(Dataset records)
───

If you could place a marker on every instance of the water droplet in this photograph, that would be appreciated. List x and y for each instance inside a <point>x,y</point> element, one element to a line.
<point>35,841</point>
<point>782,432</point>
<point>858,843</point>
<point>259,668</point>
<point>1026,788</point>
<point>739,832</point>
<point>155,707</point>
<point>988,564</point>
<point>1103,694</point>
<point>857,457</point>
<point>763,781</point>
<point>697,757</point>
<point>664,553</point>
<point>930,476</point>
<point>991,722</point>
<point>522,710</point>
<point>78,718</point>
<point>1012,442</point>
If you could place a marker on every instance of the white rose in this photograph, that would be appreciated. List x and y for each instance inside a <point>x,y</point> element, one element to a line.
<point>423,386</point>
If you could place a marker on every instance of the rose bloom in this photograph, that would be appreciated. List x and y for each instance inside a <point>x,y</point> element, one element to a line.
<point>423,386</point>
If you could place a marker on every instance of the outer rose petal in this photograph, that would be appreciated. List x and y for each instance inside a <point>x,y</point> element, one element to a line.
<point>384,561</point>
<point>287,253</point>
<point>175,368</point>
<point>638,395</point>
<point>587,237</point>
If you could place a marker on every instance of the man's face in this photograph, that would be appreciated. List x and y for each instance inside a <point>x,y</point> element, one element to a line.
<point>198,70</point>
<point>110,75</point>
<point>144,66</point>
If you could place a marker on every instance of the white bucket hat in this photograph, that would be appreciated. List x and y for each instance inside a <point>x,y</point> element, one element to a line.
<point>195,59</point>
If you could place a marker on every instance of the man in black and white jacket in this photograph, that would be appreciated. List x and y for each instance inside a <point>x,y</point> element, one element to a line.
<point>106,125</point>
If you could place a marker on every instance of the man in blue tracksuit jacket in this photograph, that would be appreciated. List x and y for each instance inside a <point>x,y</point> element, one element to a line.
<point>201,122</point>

───

**Goal:**
Rewrite every one of the entries above, putting "pin" wherever "marker" appears and keeping everything else the same.

**Correct result:**
If you could place a pin on every instance of the water droplet in this photograph, that would be appreciated. List x and y for each instance inside a <point>x,y</point> element, one element to a line.
<point>35,841</point>
<point>782,432</point>
<point>858,843</point>
<point>259,668</point>
<point>1026,788</point>
<point>739,832</point>
<point>155,707</point>
<point>988,564</point>
<point>1103,694</point>
<point>857,457</point>
<point>763,781</point>
<point>697,757</point>
<point>664,553</point>
<point>930,476</point>
<point>991,722</point>
<point>522,710</point>
<point>78,718</point>
<point>1012,442</point>
If you could place a pin on every instance of the white rose in this photograph, that would be appreciated. List x and y for each instance inside a <point>x,y</point> element, one element to a line.
<point>423,386</point>
If you could place a pin on every instance of the rose bloom in this photograph, that would be appreciated. List x and y for each instance inside a <point>x,y</point> element, one element to a line.
<point>423,386</point>
If you could place a pin on every instance of the outer rose petal in this photograph, that would be appreciated. List x and y for each instance inside a <point>x,y</point> element, one element to a line.
<point>384,561</point>
<point>287,253</point>
<point>175,368</point>
<point>638,395</point>
<point>587,237</point>
If you could place a pin on every instance of the man's face in this photograph, that would be appreciated. List x and y for each instance inside a <point>x,y</point> element, one element to a line.
<point>198,70</point>
<point>110,75</point>
<point>144,66</point>
If you could place a pin on every instance of the white bucket hat in this photograph, that would be appreciated. List x and y for each instance inside a <point>x,y</point> element, one element to a line.
<point>195,59</point>
If you could place a pin on every instance of the man in black and white jacket in this photograph, that would be appreciated. List x and y for each instance inside a <point>x,y</point> element, one element to a line.
<point>106,125</point>
If you could place a pin on every instance of the man in blue tracksuit jacket in this photograph, that would be appreciated. List x and y for each instance inside a <point>x,y</point> element, one element to a line.
<point>201,122</point>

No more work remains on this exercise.